### Stated problem A
Count the lines of the records that contain the string "body", and reply with the number alone.

### Text to read
I'll be able to report back with certainty by Monday or Tuesday as
giving the upgrade a go is definitely on my list.
Just make the old IPXs and SS2s running 4.1.4 or 5.3(?) into print
servers for the old SPARCprinters.  Surely when they get replaced
with newer stuff (Sun or otherwise), they can still be put to use
serving those printers.
> >       I administer UNIX in all its myriad flavors, OpenVMS and an, as
> >yet, small smattering of PCs.  At home I have, like most average
> >computer users, a PC.
> So do I.
A kindred spirit :-)
> > It is a modest Cyrix P150 but quite a step up
> >from the Packard Bell 486/50MHz I had from '93-'97.
> I have a 486/50. I'm running UNIX (FreeBSD) on it.
	Another "computer guy" with something to prove.  For years my
increasingly stale refrain has been that LINUX (and it's variants)
is for Bill Gates haters and tinkerers.  Although I've lost count of
how many people I've pissed off with that remark, it almost exactly
equals the number that have come back and told me (after
experimenting with LINUX), "You're right". :-)
> I'll bet it does the
> Internet stuff faster than your P150. And I can boot into NT on the
> rare occasion I need to run Windows software.
	So you need two OS's to do what I do with one.  What's next... a
separate boot for each application?  (See how ridiculous these
things can become?)
> And despite rumors, a 486
> with a good host adapter (Adaptec 1742) and video card (ATI) is quite
> fast enough to run modest personal finance stuff.
	Please... from what I hear the latest version of Microsoft Money
that just came out (and has finally eclipsed Quicken on the Windows
Magazine "WinList") is a real hog and will barely run on a Pentium. 
I have Money 98 and while it runs just fine on the P150, I wouldn't
exactly say I've got a lot left.  When I ran Money 97 (or Money 5.0,
I forget) on the 486/50, it took damn near forever to just come up. 
By "modest", you must mean modest indeed.
> >       What I run is Internet software (e.g. Netscape, Outlook, WsFTP,
> >ICQ, etc...), financial software (e.g. Microsoft Money, Quicken,
> >etc...) and various and sundry other things like scanner software,
> >word processor, turbo-tax, etc...  PCs are easy, fast and they do
> >(basically) what they're told.
> As long as what you tell it to do is something that someone has already
> written software to do. Until Tcl/Tk was ported to NT, it was pure pain for
> scripting (Visual Basic, give me a break!).
	While I know that there are those out there who find this hard to
believe, the vast majority of home computer users don't write code.

### Data for the task
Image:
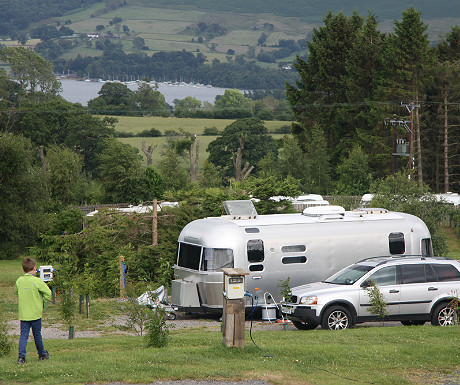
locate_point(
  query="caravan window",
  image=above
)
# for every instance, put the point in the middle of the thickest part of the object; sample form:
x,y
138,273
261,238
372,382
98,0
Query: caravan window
x,y
216,259
396,242
189,256
255,249
426,247
289,260
293,248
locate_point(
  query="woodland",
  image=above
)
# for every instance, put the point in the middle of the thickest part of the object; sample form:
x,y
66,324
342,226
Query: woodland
x,y
353,91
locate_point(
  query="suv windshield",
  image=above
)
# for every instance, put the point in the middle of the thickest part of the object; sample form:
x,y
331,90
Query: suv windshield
x,y
349,275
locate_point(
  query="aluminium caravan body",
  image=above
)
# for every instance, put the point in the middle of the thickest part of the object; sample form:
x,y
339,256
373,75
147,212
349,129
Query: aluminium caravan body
x,y
304,247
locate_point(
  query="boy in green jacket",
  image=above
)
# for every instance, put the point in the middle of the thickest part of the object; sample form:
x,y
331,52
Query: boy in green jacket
x,y
33,293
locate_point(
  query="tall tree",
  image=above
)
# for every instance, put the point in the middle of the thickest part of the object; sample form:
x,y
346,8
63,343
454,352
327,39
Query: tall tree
x,y
407,57
442,139
243,141
323,82
151,101
65,175
24,195
354,173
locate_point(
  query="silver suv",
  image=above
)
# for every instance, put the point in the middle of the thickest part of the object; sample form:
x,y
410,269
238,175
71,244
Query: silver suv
x,y
416,289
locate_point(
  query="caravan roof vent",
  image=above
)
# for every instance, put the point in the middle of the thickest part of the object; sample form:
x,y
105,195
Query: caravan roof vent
x,y
240,209
318,211
371,210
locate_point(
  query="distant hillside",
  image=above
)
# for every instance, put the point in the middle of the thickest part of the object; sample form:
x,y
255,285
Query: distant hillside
x,y
270,32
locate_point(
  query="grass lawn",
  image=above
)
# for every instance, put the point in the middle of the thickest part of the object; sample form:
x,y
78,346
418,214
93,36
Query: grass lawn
x,y
196,126
374,355
395,355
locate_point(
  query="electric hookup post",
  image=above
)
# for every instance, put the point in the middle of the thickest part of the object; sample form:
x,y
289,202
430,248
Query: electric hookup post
x,y
46,274
233,309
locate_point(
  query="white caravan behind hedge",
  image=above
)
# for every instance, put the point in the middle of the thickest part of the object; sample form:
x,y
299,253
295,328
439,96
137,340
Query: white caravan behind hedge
x,y
306,247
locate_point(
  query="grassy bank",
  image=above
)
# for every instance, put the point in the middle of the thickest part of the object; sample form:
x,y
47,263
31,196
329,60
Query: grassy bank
x,y
389,355
363,355
134,124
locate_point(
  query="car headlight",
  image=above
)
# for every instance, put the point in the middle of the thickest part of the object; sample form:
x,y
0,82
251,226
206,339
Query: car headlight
x,y
310,300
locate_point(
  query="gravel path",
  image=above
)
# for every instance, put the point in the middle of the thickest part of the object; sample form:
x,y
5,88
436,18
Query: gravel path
x,y
60,331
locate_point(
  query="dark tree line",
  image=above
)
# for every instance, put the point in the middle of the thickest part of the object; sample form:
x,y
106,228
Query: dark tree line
x,y
356,78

### Stated problem B
Answer these questions from the discussion of home computers above:
(i) What computer did the writer have from '93 to '97?
(ii) Which host adapter is named as a good one for a 486?
(iii) Which version of Microsoft Money does the writer have?

### Output A
2

### Output B
(i) A Packard Bell 486/50MHz
(ii) The Adaptec 1742
(iii) Money 98